* **WORK TASK**
All entries should be output exactly as they stand.

Stored dataset items:
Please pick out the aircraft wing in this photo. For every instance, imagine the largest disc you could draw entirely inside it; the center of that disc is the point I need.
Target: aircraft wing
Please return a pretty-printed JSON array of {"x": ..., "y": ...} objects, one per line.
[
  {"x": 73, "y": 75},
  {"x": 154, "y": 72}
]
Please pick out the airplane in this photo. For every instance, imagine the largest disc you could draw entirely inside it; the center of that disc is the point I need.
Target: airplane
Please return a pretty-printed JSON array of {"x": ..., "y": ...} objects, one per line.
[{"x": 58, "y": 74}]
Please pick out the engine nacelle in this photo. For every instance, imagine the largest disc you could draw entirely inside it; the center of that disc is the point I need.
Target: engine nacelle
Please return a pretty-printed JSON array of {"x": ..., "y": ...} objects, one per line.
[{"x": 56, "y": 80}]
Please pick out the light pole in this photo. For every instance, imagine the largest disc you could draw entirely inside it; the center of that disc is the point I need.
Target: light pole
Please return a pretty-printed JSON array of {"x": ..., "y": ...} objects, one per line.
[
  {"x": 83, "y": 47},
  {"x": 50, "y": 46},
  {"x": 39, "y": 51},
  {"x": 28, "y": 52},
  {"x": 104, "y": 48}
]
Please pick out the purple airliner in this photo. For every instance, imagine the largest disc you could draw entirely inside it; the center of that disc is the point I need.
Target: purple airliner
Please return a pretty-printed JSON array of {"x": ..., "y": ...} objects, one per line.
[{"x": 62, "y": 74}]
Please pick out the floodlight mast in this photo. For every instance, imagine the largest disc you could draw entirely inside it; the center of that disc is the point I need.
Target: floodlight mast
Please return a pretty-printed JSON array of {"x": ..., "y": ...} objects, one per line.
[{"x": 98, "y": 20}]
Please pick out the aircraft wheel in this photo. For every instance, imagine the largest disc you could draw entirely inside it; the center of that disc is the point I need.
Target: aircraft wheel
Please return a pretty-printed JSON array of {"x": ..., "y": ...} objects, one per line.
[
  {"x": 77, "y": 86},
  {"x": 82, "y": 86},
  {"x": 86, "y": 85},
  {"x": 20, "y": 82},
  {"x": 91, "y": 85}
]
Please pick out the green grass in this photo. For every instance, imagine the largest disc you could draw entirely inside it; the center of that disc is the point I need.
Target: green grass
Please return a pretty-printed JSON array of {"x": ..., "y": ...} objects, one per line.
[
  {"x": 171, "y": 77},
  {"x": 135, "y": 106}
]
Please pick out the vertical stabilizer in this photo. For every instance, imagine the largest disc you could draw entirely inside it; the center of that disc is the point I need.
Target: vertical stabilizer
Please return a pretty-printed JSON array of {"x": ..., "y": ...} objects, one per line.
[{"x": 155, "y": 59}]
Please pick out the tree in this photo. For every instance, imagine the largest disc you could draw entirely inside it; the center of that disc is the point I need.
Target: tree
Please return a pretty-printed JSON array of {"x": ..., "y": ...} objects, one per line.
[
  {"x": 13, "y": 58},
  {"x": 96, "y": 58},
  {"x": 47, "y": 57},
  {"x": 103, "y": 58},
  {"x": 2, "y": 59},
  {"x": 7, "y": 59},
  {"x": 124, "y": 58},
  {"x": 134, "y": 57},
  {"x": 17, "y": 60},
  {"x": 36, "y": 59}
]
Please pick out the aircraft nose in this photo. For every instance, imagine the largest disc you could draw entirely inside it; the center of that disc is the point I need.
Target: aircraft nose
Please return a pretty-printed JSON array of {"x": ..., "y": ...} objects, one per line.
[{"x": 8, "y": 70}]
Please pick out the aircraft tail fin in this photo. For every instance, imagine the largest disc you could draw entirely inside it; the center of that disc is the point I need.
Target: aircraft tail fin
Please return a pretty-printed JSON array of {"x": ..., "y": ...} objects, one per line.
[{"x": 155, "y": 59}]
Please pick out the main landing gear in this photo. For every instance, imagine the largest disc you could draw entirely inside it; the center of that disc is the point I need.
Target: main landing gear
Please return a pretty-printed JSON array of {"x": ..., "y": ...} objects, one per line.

* **RESULT OF THE EXERCISE**
Please pick out the aircraft wing in this photo. For every instance, imagine the largest disc you could draw entirely inside it; the center of that disc is the point I need.
Target: aircraft wing
Please return a pretty-printed JSON array of {"x": ..., "y": ...} objects, one per line.
[
  {"x": 73, "y": 75},
  {"x": 154, "y": 72}
]
Please pick out the airplane in this photo. For every instance, imagine the largest disc you could draw entirely inside it; the center of that disc is the point I need.
Target: airplane
Please return a pretty-printed JSON array of {"x": ..., "y": ...} objects, one per line.
[{"x": 58, "y": 74}]
Please pick out the engine nacelle in this photo. For every instance, imagine the largest disc you could draw entirely inside it; the center of that disc is the point I need.
Target: engine nacelle
Please return a pretty-printed JSON array of {"x": ..., "y": ...} objects, one per line.
[{"x": 56, "y": 80}]
Please pick out the light pole in this photo. For every instance, imagine the largest disc you could draw entirely inside it; the center of that disc is the point I need.
Target: light pole
Please return a pretty-printed JSON array of {"x": ..., "y": ...} objects, one per line.
[
  {"x": 83, "y": 47},
  {"x": 50, "y": 46},
  {"x": 39, "y": 51},
  {"x": 28, "y": 52},
  {"x": 104, "y": 48}
]
Please pick out the purple airliner in this photo. For every instance, imagine the largest disc you could draw entirely inside it; the center of that disc is the point I need.
Target: purple airliner
Please return a pretty-printed JSON array of {"x": ..., "y": ...} objects, one per line.
[{"x": 62, "y": 74}]
Please pick out the floodlight mast in this photo. For every instance, imagine the largest disc you could draw entirely inside it; the center of that disc is the point I need.
Target: floodlight mast
Please return a pretty-printed JSON array of {"x": ..., "y": ...} objects, one per line.
[{"x": 98, "y": 20}]
Please pick out the aircraft wheel in this photo. For every instance, imagine the largest disc you could draw entirely inside it; the center of that disc is the point I need.
Target: aircraft wheel
Please return a pretty-printed JSON array of {"x": ..., "y": ...} objects, one per line.
[
  {"x": 77, "y": 86},
  {"x": 82, "y": 86},
  {"x": 86, "y": 85},
  {"x": 20, "y": 82},
  {"x": 91, "y": 85}
]
Please pick out the green grass in this photo. For every instance, imagine the largest disc you could draw entirely inside it; the center of that disc is the point I need.
Target: green grass
Please return a pretty-printed JSON array of {"x": ..., "y": ...} objects, one per line.
[
  {"x": 171, "y": 77},
  {"x": 135, "y": 106}
]
Please pick out the vertical stabilizer in this photo. For every instance, imagine the largest disc you could draw entirely inside it; the center of that disc is the point I need.
Target: vertical stabilizer
Please return a pretty-printed JSON array of {"x": ..., "y": ...} objects, one per line.
[{"x": 155, "y": 59}]
Please pick out the tree in this photo. For every instance, imagine the largest disc you could draw entirely inside it; the center of that disc is the point I need.
Target: tree
Please return a pretty-printed JSON array of {"x": ..., "y": ...} objects, one per line.
[
  {"x": 13, "y": 58},
  {"x": 96, "y": 58},
  {"x": 47, "y": 57},
  {"x": 103, "y": 58},
  {"x": 2, "y": 59},
  {"x": 7, "y": 59},
  {"x": 124, "y": 58},
  {"x": 134, "y": 57},
  {"x": 17, "y": 60},
  {"x": 36, "y": 59}
]
Please pick out the aircraft nose in this photo. For every instance, imagine the largest disc you could draw entirely inside it; the center of that disc is the point I need.
Target: aircraft nose
Please return a pretty-printed JSON array of {"x": ..., "y": ...} objects, one per line.
[{"x": 8, "y": 70}]
Please pick out the aircraft tail fin in this photo. For every instance, imagine the largest disc you could draw entirely inside it; the center of that disc is the point I need.
Target: aircraft tail fin
Please return a pretty-printed JSON array of {"x": ..., "y": ...} objects, one per line.
[{"x": 155, "y": 59}]
Please pick out the main landing gear in this photo. For every instance, imagine the largest disc you could draw entirely inside it; the center of that disc is the point I need.
Target: main landing gear
Please return a pretty-printed JSON array of {"x": ..., "y": ...} objects, one per line.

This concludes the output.